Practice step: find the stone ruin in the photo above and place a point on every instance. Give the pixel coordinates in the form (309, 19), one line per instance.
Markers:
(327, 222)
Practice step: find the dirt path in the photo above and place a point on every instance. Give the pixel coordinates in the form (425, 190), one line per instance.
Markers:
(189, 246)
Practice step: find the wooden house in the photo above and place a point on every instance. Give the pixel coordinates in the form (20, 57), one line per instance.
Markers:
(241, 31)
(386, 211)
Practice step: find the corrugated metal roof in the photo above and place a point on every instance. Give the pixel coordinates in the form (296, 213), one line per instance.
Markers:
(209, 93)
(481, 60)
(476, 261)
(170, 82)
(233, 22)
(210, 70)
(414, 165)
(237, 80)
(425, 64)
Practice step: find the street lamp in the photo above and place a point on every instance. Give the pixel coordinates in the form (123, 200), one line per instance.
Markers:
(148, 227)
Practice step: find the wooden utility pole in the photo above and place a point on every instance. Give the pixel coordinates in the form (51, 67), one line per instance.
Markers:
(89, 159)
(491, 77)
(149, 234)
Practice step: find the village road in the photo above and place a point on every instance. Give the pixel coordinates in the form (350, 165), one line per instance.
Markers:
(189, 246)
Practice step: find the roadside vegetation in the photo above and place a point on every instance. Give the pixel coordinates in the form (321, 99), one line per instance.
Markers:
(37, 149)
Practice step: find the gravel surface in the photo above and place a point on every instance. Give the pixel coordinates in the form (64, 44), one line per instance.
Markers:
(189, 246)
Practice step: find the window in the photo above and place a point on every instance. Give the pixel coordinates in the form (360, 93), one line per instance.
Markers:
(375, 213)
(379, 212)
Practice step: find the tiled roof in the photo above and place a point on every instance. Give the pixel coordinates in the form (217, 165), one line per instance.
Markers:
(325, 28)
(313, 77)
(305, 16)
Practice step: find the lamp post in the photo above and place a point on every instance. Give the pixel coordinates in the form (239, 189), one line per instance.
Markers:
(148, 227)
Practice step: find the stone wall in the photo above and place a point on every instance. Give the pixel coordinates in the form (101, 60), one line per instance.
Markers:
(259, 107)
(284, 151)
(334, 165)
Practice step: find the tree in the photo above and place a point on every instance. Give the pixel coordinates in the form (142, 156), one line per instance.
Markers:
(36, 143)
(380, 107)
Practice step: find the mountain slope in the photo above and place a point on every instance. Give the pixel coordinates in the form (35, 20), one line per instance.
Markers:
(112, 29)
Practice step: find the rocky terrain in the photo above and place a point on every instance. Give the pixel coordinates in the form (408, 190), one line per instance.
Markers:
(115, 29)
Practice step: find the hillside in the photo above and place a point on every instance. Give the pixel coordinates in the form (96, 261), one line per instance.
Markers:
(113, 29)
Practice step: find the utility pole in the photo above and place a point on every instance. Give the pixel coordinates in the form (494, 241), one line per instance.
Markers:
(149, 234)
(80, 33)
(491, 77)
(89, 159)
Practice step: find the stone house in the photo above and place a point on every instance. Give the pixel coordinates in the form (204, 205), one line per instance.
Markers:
◇ ◇ ◇
TASK ITEM:
What is needed is an exact copy of all the entries.

RESULT FOR THIS TASK:
Practice step: find the stone ruin in the photo above and place a point on every instance. Give the pixel coordinates in the form (309, 19), one line per instance.
Markers:
(327, 222)
Practice step: find the dirt path in the photo above and place a point on every instance. Give the pixel coordinates in the form (425, 190), one line per instance.
Markers:
(189, 246)
Practice step: find the wooden house in the photo above and place a point on every instance. Give the pixel coordinates in the form (20, 57), one line per instance.
Markers:
(241, 31)
(386, 211)
Practice step: find the corrugated metal roof in the photo above and place a point on every instance. Give the pixel coordinates in the form (296, 213), one line per instance.
Markers:
(209, 93)
(481, 60)
(476, 261)
(170, 82)
(233, 22)
(210, 70)
(414, 165)
(237, 80)
(425, 64)
Practice step: find the street lamp in the photo above and place a point on every instance. Give the pixel coordinates in the form (123, 200), one line per instance.
Markers:
(148, 227)
Practice step: find the wooden utility pole in the photo above and place a point on every instance. Give the pixel coordinates in the form (51, 67), one line per instance.
Markers:
(89, 159)
(491, 77)
(149, 234)
Practice step: find the village road in the photo above and place a point on every instance. Give the pixel coordinates in the form (350, 165), one line per instance.
Markers:
(189, 246)
Practice step: find the roadside vegetation in the photo above and place a point on every instance. Give the pixel coordinates in the form (321, 99), one line per instance.
Markers:
(37, 149)
Practice step: find the gravel surface in the photo above and place a point on every instance. Give the pixel coordinates in the form (64, 44), one line per instance.
Markers:
(189, 246)
Practice step: find the window in the photo above and place a point on every instance. Give the pixel coordinates in the form (360, 93), one line per instance.
Markers:
(375, 213)
(379, 212)
Practice step: find the tiled roof in the photo above and place a point on every instance. Give the pixel coordinates in the form (217, 165), one line per instance.
Markers:
(325, 28)
(313, 77)
(305, 16)
Practice step: find the lamp post in the photo above and place a point on every instance. Give the pixel coordinates in the form (239, 189), one line per instance.
Markers:
(148, 227)
Practice step: find the stone wall in the photo above and place a point on every instance. Give the pixel coordinates in the form (101, 60), one line per instance.
Markers:
(259, 107)
(284, 151)
(334, 165)
Practice step: find the tree in the photo above and place a point on every instance. Give the pixel coordinates in the form (142, 156), one line per instance.
Markers:
(36, 143)
(380, 107)
Practice step: find the mountain slope in the photo above and place a point on every instance. Give the pixel coordinates in the form (35, 20), one line per instance.
Markers:
(112, 29)
Practice step: find the rocky terrain in the photo above and place a point on every instance. Give the pixel coordinates in the form (408, 190), one line per instance.
Markers:
(115, 29)
Practice step: find the hillside in the photo above and place a point on every instance. Give the pixel coordinates in the form (96, 261), one line per instance.
Markers:
(113, 29)
Practice step: find the utility pole in the photo above and place a point on every instance. Give the pixel coordinates in the form (494, 241), one line per instance.
Markers:
(149, 234)
(80, 33)
(491, 77)
(89, 159)
Practice step: find the stone house in the photo above and place a point on every instance. Give the pixel coordinates in the form (204, 205), one line per instance.
Markers:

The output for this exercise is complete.